** Begin EXTRACT PROVIDED **

ValidationOutput result = in(booksDocument)
	.forEvery("book")
	.check("author", "A book must have at least one author")
	.validate();
assertThat(result).hasNoErrors();

There, you will obtain a more detailed message

<[FailedAssert{text=A book must have at least one author, test=author, location=/books[1]/book[2]}]>

You can also use { } syntax to add expressions that will be evaluated when error occurs. Suppose you modify the check line from the previous example to say:

.check("author", Book '{./title}' has no author")

Then the error message will say

<[FailedAssert{text=Book 'Reason' has no author, test=author, location=/books[1]/book[2]}]>

The check above will be translated into this Schematron code:

<assert test="author">
	Book <value-of select="./title"/> has no author
</assert>

Variables

Sometimes, it might be handy to bind an expression to a variable, so that you can use it in several tests/contexts. This can be done using bind method

.bind("titles", "//title")

The above will create a new variable $titles, which you can use in all following expressions.

Namespaces

Namespaces are a fundamental part of XML. However, they are also a pain to work with. But an XML library without support for namespaces would be limited at best. You have two options, either declare your namespaces explicitly:

.withNamespace("bk", "http://example.com/books)

And then, qualify all elements from the namespace with "bk" prefix in all your expressions, such as bk:book/bk:author. You have to use prefixes even when your input document utilizes default namespaces (without prefixes), i.e. the following form <books xmlns="http://example.com/books"><author ....

But if you use your namespaces in a 'sane' way (you only use one 'default' namespace, you do not undeclare namespaces etc.), you can get away with

.autoDetectNamespaces() 

In this case, you don't have to declare the namespace prefixes using withNamespace (and in your expressions, you will use the same prefixes as in your document). Moreover, because SchematronAssert is implemented using XSLT and this language allows you to define default namespace for XPath expressions, you don't have to qualify the elements from your default namespace - so you can write book/author.

Working with the output

Method validate of TestBuilder (which is a convenience method for one of the XsltValidator.validate overloads) return ValidationOutput object. You can use this object as a parameter of cz.jakubmaly.schematronAssert.assertions.Assertions.assertThat. From that on, you can query the specific properties of the result.

You have already seen the most basic:

assertThat(output).hasNoErrors()

Which is simple true/false check. But you can be more specific. If you know AssertJ (or FEST), you know what you can expect.

** End EXTRACT PROVIDED **
** Begin DATA SEGMENT **

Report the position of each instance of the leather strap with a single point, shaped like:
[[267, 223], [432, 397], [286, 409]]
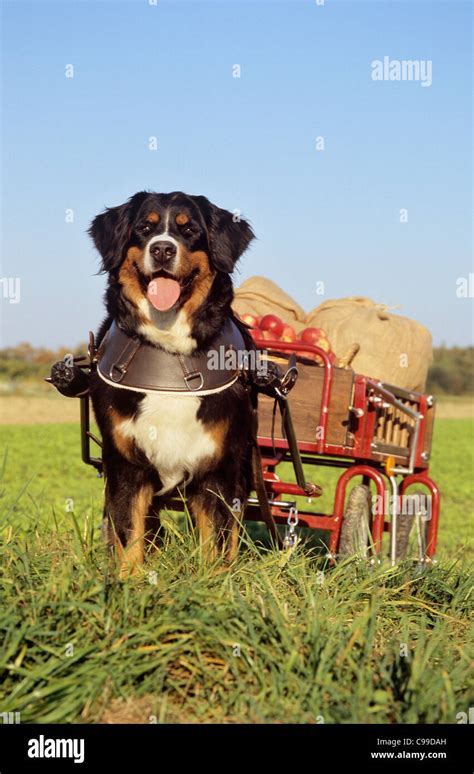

** End DATA SEGMENT **

_THE PROBLEM:_
Transcribe the part of the SchematronAssert excerpt that begins at the words "But if you use" and stops after "can write book/author.". Rely only on the SchematronAssert excerpt, not on the listing.

_WRITTEN SOLUTION:_
But if you use your namespaces in a 'sane' way (you only use one 'default' namespace, you do not undeclare namespaces etc.), you can get away with

.autoDetectNamespaces() 

In this case, you don't have to declare the namespace prefixes using withNamespace (and in your expressions, you will use the same prefixes as in your document). Moreover, because SchematronAssert is implemented using XSLT and this language allows you to define default namespace for XPath expressions, you don't have to qualify the elements from your default namespace - so you can write book/author.